→ Source passage:
▼
But like, I as a manager try and delegate the coordination role yes. Unlike an IC, loosely speaking the more ‘tasks’ I’m doing as a manager, the more I consider myself to be failing at the job.


Fun fact, he almost got the worldwide console rights to Tetris back in the 80s, and tried going to Soviet officials to get those rights. To the point he's the antagonist of a recent "Tetris" movie that came out.

This is a fun fact, thank you.

That's such a terrible take.

For a hot minute Meta had a top 3 LLM and open sourced the whole thing, even with LeCunn's reservations around the technology.

At the same time Meta spat out huge breakthroughs in:

- 3d model generation

- Self-supervised label-free training (DINO). Remember Alexandr Wang built a multibillion dollar company just around having people in third world countries label data, so this is a huge breakthrough.

- A whole new class of world modeling techniques (JEPAs)

- SAM (Segment anything)


> - Self-supervised label-free training (DINO). Remember Alexandr Wang built a multibillion dollar company just around having people in third world countries label data, so this is a huge breakthrough.

If it was a breakthrough, why did Meta acquire Wang and his company? I'm genuinely curious.


People make stupid acquisitions all of the time.

Wang fits the profile of a possible successor ceo for meta. Young, hit it big early, hit the ai book early straight out of college. Obviously not woke (just look at his public statements).

Unfotunately the dude knows very little about ai or ml research. He's just another wealthy grifter.

At this point decision making at Meta is based on Zuckerberg's vibes, and i suspect the emperor has no clothes.


I really hate the world model terminology, but the actual low level gripe between LeCunn and autoregressive LLMs as they stand now is the fact that the loss function needs to reconstruct the entirety of the input. Anything less than pixel perfect reconstruction on images is penalized. Token by token reconstruction also is biased towards that same level of granularity.

The density of information in the spatiotemporal world is very very great, and a technique is needed to compress that down effectively. JEPAs are a promising technique towards that direction, but if you're not reconstructing text or images, it's a bit harder for humans to immediately grok whether the model is learning something effectively.

I think that very soon we will see JEPA based language models, but their key domain may very well be in robotics where machines really need to experience and reason about the physical the world differently than a purely text based world.
▲
Saved entries:
▼
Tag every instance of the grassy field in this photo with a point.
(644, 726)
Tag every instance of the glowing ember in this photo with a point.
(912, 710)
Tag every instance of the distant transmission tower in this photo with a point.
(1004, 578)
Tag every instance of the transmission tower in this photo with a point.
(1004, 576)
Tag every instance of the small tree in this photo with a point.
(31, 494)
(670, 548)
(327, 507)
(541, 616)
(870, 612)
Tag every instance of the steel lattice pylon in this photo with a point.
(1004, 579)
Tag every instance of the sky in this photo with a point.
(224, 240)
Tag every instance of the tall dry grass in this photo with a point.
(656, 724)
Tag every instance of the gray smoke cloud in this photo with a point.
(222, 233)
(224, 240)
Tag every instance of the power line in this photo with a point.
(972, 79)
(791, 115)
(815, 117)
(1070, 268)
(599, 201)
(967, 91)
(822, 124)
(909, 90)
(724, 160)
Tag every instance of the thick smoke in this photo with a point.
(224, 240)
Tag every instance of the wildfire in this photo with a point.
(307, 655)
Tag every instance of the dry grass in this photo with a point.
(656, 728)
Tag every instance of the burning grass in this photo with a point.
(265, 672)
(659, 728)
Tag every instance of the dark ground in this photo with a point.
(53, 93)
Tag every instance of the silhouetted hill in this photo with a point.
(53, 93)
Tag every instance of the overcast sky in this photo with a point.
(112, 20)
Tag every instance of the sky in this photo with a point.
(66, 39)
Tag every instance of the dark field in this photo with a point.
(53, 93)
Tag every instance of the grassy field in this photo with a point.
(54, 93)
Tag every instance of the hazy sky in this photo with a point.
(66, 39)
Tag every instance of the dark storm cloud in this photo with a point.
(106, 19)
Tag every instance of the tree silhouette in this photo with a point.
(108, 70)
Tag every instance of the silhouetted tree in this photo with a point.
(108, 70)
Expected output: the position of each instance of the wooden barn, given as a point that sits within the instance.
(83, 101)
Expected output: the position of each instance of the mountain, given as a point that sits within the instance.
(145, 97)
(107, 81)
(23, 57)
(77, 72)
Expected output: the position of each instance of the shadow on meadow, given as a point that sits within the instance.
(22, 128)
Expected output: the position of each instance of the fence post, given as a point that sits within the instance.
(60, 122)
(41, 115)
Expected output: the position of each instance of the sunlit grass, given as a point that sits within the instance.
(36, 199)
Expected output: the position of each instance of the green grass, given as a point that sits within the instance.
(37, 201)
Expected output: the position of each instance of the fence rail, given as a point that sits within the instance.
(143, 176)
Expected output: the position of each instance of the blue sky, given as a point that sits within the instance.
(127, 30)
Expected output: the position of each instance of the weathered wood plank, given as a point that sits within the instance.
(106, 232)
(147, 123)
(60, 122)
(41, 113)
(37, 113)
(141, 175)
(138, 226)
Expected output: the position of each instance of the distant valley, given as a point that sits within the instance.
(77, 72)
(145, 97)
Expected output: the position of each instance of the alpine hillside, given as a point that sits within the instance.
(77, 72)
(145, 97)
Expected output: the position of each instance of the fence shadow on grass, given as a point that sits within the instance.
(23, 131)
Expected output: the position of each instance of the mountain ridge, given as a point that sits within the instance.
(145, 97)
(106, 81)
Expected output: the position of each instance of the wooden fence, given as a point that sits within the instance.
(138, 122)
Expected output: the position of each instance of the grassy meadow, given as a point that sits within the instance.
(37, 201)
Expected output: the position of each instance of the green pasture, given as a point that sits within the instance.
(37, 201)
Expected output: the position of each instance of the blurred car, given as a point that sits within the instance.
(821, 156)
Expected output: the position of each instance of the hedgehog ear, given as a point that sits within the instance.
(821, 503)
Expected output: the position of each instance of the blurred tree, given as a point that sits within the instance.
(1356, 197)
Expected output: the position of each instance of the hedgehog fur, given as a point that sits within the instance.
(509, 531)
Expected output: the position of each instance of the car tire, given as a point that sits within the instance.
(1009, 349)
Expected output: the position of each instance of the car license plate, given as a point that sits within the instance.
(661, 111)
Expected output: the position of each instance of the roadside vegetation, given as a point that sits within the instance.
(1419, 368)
▲
Proceed with the forum discussion of Meta's AI research, writing on from the end of its final comment. The records are separate material and do not belong to the forum discussion.

Isn't the Sora video model a ViT with spatiotemporal inputs (so they've found a way to compress that down), but at the same time LeCunn wouldn't consider that a world model?

VideoGen models have to have decoder output heads that reproduce pixel level frames. The loss function involes producing plausible image frames that requires a lot of detailed reconstruction.

I assume that when you get out of bed in the morning, the first thing you dont do is paint 1000 1080p pictures of what your breakfast looks like.

LeCunns models predict purely in representation space and output no pixel scale detailed frames. Instead you train a model to generate a dower dimension representation of the same thing from different views, penalizing if the representation is different ehen looking at the same thing


There's been a few very interesting JEPA publications from LeCun recently, particularly the leJEPA paper which claims to simplify a lot of training headaches for that class of models.

JEPAs also strike me as being a bit more akin to human intelligence, where for example, most children are very capable of locomotion and making basic drawings, but unable to make pixel level reconstructions of mental images (!!).

One thing I want to point out is that very LeCunn type techniques demonstrating label free training such as JEAs like DINO and JEPAs have been converging on performance of models that require large amounts of labeled data.

Alexandr Wang is a billionaire who made his wealth through a data labeling company and basically kicked LeCunn out.

Overall this will be good for AI and good for open source.